* **Exercise instructions**
Take the records below from their first line through the line holding "negative clicks: (413, 301)", and set each of those lines down exactly, without pictures.

•••••

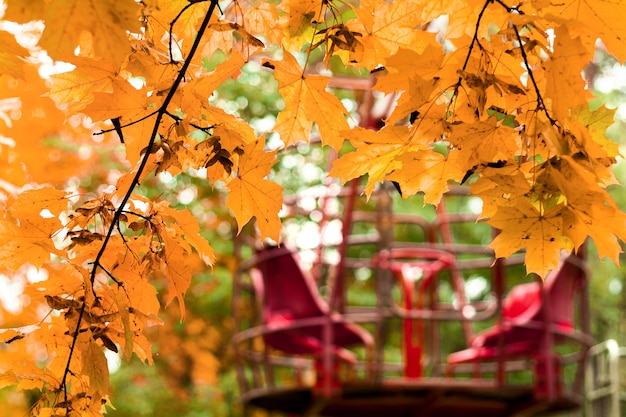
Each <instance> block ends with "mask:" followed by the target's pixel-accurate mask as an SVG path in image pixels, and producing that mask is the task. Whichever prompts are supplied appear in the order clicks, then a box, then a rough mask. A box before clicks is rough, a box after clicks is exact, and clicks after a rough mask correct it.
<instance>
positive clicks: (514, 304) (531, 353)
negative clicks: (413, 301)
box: [448, 255, 587, 399]
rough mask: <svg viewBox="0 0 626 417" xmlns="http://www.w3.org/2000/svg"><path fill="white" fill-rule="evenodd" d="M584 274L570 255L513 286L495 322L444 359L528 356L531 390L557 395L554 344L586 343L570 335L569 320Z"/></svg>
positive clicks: (575, 257)
mask: <svg viewBox="0 0 626 417" xmlns="http://www.w3.org/2000/svg"><path fill="white" fill-rule="evenodd" d="M586 277H587V273H586V269H585V268H584V266H583V263H582V261H581V259H580V258H579V257H577V256H575V255H570V256H569V257H567V258H565V259H564V260H563V261H562V262H561V265H560V267H559V269H558V270H556V271H553V272H552V273H550V274H549V275H548V276H547V277H546V279H545V281H544V282H543V288H542V284H540V283H538V282H534V283H528V284H522V285H519V286H517V287H515V288H514V289H513V290H512V291H511V292H510V293H509V295H508V296H507V298H506V299H505V300H504V303H503V306H502V321H501V323H498V324H496V325H495V326H494V327H492V328H490V329H487V330H485V331H483V332H482V333H479V334H477V335H476V337H475V338H474V339H473V340H472V342H471V344H470V347H469V348H468V349H465V350H462V351H460V352H455V353H452V354H451V355H449V356H448V364H449V365H451V366H454V365H455V364H460V363H468V362H469V363H478V362H482V361H499V360H510V359H515V358H522V357H528V358H532V359H533V360H534V361H533V363H534V373H533V375H534V377H533V379H534V381H535V391H536V394H538V395H541V396H546V397H547V398H549V399H550V398H551V399H554V398H555V395H558V396H560V395H561V394H562V393H563V381H562V370H561V360H560V359H559V356H558V355H557V354H556V352H555V351H554V344H555V343H559V342H561V341H563V340H566V339H568V338H569V339H572V340H573V339H579V341H580V342H581V343H583V344H585V343H587V341H582V340H580V338H577V337H575V336H576V335H575V333H576V328H575V326H574V318H575V313H574V307H575V299H576V295H577V293H580V292H581V290H582V289H583V288H584V285H585V281H586ZM548 364H550V365H548ZM499 381H500V383H502V382H503V381H502V380H501V379H499Z"/></svg>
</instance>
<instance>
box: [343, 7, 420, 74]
mask: <svg viewBox="0 0 626 417" xmlns="http://www.w3.org/2000/svg"><path fill="white" fill-rule="evenodd" d="M423 3H424V2H422V1H416V0H410V1H396V2H391V3H388V2H385V1H384V0H363V1H361V2H360V4H359V7H358V8H357V7H354V6H352V5H350V6H351V7H353V9H354V13H356V15H357V17H358V20H354V21H350V22H349V23H348V28H349V30H350V31H351V32H355V33H360V34H361V35H362V36H361V38H360V42H361V43H362V44H363V48H359V49H358V50H355V51H353V52H351V53H350V61H351V62H358V63H359V64H361V65H362V66H363V67H365V68H367V69H369V70H371V69H374V68H375V67H376V66H378V65H381V64H383V63H384V62H385V60H386V59H387V58H388V57H390V56H391V55H393V54H395V53H396V51H397V50H398V48H400V47H402V48H405V49H416V50H418V51H419V50H421V49H422V48H423V47H424V46H425V45H427V44H430V43H431V41H432V35H431V34H428V33H425V32H423V31H419V30H415V28H416V27H417V26H418V25H420V24H421V23H423V21H422V19H421V11H422V8H423V7H424V5H423Z"/></svg>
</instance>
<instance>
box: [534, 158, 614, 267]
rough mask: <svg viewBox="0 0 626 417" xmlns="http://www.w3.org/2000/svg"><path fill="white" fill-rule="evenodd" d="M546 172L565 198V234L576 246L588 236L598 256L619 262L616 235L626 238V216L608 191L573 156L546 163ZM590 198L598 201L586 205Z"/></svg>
mask: <svg viewBox="0 0 626 417" xmlns="http://www.w3.org/2000/svg"><path fill="white" fill-rule="evenodd" d="M546 171H547V172H546V174H547V175H549V176H550V179H551V180H553V181H554V182H555V184H556V185H557V187H558V188H559V189H560V190H561V192H562V193H563V195H564V196H565V197H566V199H567V204H566V207H565V208H566V210H565V211H564V214H563V223H564V225H565V227H564V234H565V235H567V236H568V237H570V238H571V239H572V242H573V243H574V245H575V246H576V247H579V246H581V245H582V244H583V243H584V242H585V239H586V238H587V237H591V238H592V239H593V241H594V243H595V244H596V247H597V249H598V255H599V256H600V257H605V256H606V257H608V258H610V259H611V260H613V262H615V264H617V265H619V254H620V253H621V252H622V249H621V246H620V244H619V242H618V238H619V239H622V240H624V239H626V215H624V213H622V212H621V211H620V210H619V209H618V208H617V205H616V204H615V202H614V201H613V200H612V199H611V197H610V196H609V194H608V193H607V192H606V191H604V190H601V189H600V188H599V187H598V186H597V184H596V183H594V182H593V178H594V176H593V174H592V173H591V172H589V171H587V170H586V169H585V168H584V167H583V166H582V165H581V164H579V163H577V162H576V161H575V160H574V159H573V158H572V157H569V156H563V157H561V158H560V159H559V161H558V164H551V165H548V167H547V168H546ZM591 201H593V202H598V203H600V204H589V203H590V202H591Z"/></svg>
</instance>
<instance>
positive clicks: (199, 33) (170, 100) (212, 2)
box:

•••••

* **Task result**
Each <instance> block ends with "mask:" followed by the target's pixel-accurate mask as an SVG path in image pixels, and producing that mask is the task. Whichever prompts are supplied appear in the order clicks, then a box, then a rough mask. A box before clicks is rough, a box after clicks is exact, and clicks after a rough mask correct it.
<instance>
positive clicks: (514, 304) (531, 353)
negative clicks: (413, 301)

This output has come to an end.